(Location identification entries)
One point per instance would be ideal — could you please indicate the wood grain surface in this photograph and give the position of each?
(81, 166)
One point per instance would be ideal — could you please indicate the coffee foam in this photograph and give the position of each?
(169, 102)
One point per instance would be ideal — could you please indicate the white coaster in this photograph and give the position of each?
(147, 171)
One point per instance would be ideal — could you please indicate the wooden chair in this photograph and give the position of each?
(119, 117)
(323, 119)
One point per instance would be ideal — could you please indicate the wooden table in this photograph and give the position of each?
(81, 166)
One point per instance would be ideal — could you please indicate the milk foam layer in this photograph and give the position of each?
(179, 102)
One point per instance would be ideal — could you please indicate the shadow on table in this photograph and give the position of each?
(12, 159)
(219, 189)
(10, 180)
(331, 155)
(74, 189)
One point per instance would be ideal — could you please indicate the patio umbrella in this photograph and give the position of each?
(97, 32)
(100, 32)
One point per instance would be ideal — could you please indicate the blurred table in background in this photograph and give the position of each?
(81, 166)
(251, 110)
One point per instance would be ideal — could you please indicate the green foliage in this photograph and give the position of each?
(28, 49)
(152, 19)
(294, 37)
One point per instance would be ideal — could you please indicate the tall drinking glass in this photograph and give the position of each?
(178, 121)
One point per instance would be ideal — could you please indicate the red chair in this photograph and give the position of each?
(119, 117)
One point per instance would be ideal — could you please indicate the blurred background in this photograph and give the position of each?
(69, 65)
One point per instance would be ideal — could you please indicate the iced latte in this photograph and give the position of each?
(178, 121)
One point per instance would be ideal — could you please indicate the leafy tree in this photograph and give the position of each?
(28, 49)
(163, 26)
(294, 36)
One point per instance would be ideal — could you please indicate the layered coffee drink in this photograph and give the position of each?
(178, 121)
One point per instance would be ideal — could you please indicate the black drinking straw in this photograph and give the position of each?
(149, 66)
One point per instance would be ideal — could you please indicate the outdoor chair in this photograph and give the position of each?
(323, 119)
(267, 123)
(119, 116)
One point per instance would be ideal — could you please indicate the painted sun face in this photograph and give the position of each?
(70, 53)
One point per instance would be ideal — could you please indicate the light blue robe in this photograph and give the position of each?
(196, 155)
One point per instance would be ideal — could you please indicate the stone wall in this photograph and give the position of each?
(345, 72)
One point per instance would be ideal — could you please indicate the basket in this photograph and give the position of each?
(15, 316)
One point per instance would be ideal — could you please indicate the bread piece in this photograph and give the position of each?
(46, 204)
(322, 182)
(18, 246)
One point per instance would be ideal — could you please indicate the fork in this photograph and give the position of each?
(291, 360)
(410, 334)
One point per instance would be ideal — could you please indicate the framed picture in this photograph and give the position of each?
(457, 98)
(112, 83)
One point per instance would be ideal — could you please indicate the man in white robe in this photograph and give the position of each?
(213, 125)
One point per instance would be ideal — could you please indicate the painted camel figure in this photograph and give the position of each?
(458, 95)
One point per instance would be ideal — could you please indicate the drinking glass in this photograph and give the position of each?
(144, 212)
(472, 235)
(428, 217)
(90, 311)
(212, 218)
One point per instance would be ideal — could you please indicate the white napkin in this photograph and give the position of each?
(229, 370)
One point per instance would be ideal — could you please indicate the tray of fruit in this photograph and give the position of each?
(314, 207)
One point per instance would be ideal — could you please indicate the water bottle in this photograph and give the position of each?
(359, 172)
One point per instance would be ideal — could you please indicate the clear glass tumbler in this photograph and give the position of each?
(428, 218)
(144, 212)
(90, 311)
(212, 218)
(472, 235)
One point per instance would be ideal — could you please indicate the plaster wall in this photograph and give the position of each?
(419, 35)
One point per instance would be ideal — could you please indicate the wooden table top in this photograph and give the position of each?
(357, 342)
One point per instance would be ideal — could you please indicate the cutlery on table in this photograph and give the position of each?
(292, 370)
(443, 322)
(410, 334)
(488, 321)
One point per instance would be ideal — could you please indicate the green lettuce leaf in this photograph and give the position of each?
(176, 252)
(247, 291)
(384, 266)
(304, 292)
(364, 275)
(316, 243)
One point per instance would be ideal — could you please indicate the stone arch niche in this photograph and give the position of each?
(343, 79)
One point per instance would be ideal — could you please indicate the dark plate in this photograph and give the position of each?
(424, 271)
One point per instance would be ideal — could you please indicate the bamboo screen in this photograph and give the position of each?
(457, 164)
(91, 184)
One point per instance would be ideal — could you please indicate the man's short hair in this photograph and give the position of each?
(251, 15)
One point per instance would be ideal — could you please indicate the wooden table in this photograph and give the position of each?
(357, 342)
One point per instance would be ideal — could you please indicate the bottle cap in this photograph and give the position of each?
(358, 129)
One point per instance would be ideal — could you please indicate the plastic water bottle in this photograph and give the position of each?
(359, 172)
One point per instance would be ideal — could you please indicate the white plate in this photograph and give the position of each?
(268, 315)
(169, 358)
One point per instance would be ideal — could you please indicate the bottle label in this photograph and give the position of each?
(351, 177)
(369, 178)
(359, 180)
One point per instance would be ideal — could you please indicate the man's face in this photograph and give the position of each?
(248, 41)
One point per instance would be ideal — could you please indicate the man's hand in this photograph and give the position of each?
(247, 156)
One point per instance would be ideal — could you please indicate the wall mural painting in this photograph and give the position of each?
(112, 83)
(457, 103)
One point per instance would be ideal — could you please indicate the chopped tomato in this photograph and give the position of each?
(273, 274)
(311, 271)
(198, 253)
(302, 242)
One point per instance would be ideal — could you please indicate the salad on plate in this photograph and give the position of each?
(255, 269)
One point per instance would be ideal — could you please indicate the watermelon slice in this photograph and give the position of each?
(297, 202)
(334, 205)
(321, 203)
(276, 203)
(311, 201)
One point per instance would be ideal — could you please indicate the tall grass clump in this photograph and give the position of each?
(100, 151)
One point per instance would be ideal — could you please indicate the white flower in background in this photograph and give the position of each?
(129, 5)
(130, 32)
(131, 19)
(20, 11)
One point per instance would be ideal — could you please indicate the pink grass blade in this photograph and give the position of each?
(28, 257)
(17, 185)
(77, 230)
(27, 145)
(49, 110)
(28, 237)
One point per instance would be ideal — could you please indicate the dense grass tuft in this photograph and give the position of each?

:: Given task ::
Send back every record, precisely as written.

:: Answer ::
One point per instance would be ideal — could you please indicate the wood grain surface in this photograph and give the position of each?
(81, 166)
One point per instance would be ideal — could you please indicate the coffee foam in this photograph and give the position of each?
(169, 102)
One point per instance would be ideal — could you please indicate the white coaster in this photograph and give the position of each?
(147, 171)
One point per instance would be ideal — could you please indicate the wooden chair in this photograph and give the position of each?
(119, 117)
(323, 119)
One point per instance would be ideal — could you please indicate the wooden table in this photograph and give the position of each?
(81, 166)
One point per instance would be ideal — could you please indicate the milk foam layer in this photograph and give the position of each?
(179, 102)
One point per instance would be ideal — could you please indicate the shadow on table in this photograph and give the position of each?
(12, 159)
(219, 189)
(10, 180)
(331, 155)
(74, 189)
One point per instance would be ideal — could you please indicate the patio umbrella in this photograph and give the position of each?
(97, 32)
(100, 32)
One point per instance would be ideal — could you please indicate the blurred table in background in this photograph and give the position of each?
(81, 166)
(251, 110)
One point per instance would be ideal — could you please indicate the green foliage in this photograph and give the position of each?
(28, 49)
(152, 19)
(294, 37)
One point per instance would be ideal — could you please indicate the tall drinking glass in this photograph and give the position of each?
(178, 121)
One point per instance would be ideal — could you please indicate the red chair in this photograph and give the position of each?
(119, 117)
One point per instance would be ideal — could you please indicate the blurred background in this photograph and give the position of each?
(69, 65)
One point per instance would be ideal — could you please indicate the iced latte in this photograph and give the position of each?
(178, 121)
One point per instance would be ideal — could you please indicate the leafy tree in this photograph and give the position of each?
(28, 49)
(163, 26)
(294, 36)
One point per instance would be ideal — could you please indicate the layered coffee drink in this photograph and give the position of each?
(178, 121)
One point per instance would be ideal — could you please indicate the black drinking straw in this photograph and give the position of each?
(149, 66)
One point per instance would be ideal — could you please indicate the outdoor chair in this photograph and give the position of each?
(323, 119)
(267, 123)
(119, 116)
One point per instance would be ideal — could you please indicate the painted sun face in this photograph and give the position of each?
(70, 53)
One point per instance would be ideal — could you please indicate the light blue robe in this photograph and give the position of each?
(196, 155)
One point per instance would be ideal — could you please indicate the stone wall in this photograph and give the position of each?
(345, 72)
One point per instance would be ideal — could you please indicate the basket in this photograph and give the position of each?
(15, 316)
One point per instance would be ideal — could you please indicate the bread piece in this photograph and give the position of each?
(46, 204)
(322, 182)
(18, 246)
One point per instance would be ideal — could you please indicate the fork in this photograph and give the position of each?
(291, 360)
(410, 334)
One point per instance would be ideal — could you please indicate the framed picture in this photograph and give the position of each?
(457, 98)
(112, 83)
One point per instance would be ideal — could you please indicate the man in white robe in this photograph and give the position of each?
(213, 125)
One point per instance would be ideal — could you please indicate the painted camel figure in this photograph and give the position of each?
(458, 95)
One point per instance would be ideal — could you please indicate the drinking glass in this photograph and give the position of each?
(144, 212)
(472, 235)
(428, 217)
(90, 311)
(212, 218)
One point per instance would be ideal — could you please indicate the white napkin in this photograph and give the position of each?
(229, 370)
One point per instance would be ideal — could you please indicate the tray of fruit in this photograph and give the position of each?
(314, 207)
One point per instance would be ideal — could you please indicate the water bottle in this photograph and give the position of each?
(359, 172)
One point per instance would be ideal — could you please indicate the clear glass tumbler in this photograph and give the position of each?
(428, 218)
(144, 212)
(90, 311)
(212, 218)
(472, 235)
One point per instance would be ideal — could you please indicate the plaster wall in this photograph and give the position of each?
(419, 35)
One point per instance would be ideal — could you please indicate the wooden table top in this photograph and give the position of each?
(357, 342)
One point per instance would be ideal — could you please indicate the cutlery on table in this photograph and give the position of each?
(292, 370)
(443, 322)
(410, 334)
(488, 321)
One point per instance would be ideal — could you please indicate the green lettuce leaf in this photograph and give the position of each?
(176, 252)
(247, 291)
(384, 266)
(304, 292)
(364, 275)
(316, 243)
One point per instance would be ideal — could you please indicate the stone arch niche in this photograph and give the position of each?
(343, 79)
One point per instance would be ideal — could you please indicate the dark plate in this photograph and give the position of each?
(424, 271)
One point per instance would be ideal — could you please indicate the bamboo screen in this photograph and give the position of each?
(457, 164)
(91, 184)
One point per instance would be ideal — could you please indicate the man's short hair in this photograph and give the position of each?
(251, 15)
One point per instance would be ideal — could you please indicate the wooden table in this photograph and give the position of each?
(357, 342)
One point per instance would be ideal — could you please indicate the bottle cap in this photograph and give the position of each?
(358, 129)
One point per instance would be ideal — could you please indicate the plastic water bottle in this photograph and give the position of each?
(359, 172)
One point per instance would be ideal — could you please indicate the white plate in this photograph and give the position of each?
(268, 315)
(169, 358)
One point per instance would be ideal — could you please indicate the bottle label in this photograph and give the position of each?
(351, 177)
(369, 178)
(359, 180)
One point per instance would be ideal — could you please indicate the man's face in this photograph and give the position of each?
(248, 41)
One point per instance would be ideal — could you please indicate the man's hand in this photograph and give the position of each?
(247, 156)
One point per instance would be ideal — could you please indicate the wall mural painting in this photograph and give the position of each?
(112, 83)
(457, 103)
One point per instance would be ideal — could you please indicate the chopped tomato in this photograph and give the position of each?
(273, 274)
(311, 271)
(198, 253)
(302, 242)
One point per instance would be ideal — could you please indicate the salad on plate in this photograph and give the position of each?
(255, 269)
One point per instance would be ideal — could you please indicate the watermelon slice in this photograph and give the position of each?
(297, 202)
(334, 205)
(321, 203)
(276, 203)
(311, 201)
One point per instance would be ideal — could you please indicate the tall grass clump in this photograph and give the position of each?
(100, 151)
One point per instance would be ideal — could you please indicate the white flower in background in this photograph and give the position of each?
(129, 5)
(130, 32)
(131, 19)
(20, 11)
One point per instance would be ideal — could you please indicate the pink grass blade in this photograph and give the position of each?
(28, 257)
(17, 185)
(77, 230)
(27, 145)
(49, 110)
(28, 237)
One point per instance would be ideal — could you please indicate the dense grass tuft in this photograph and give the position of each?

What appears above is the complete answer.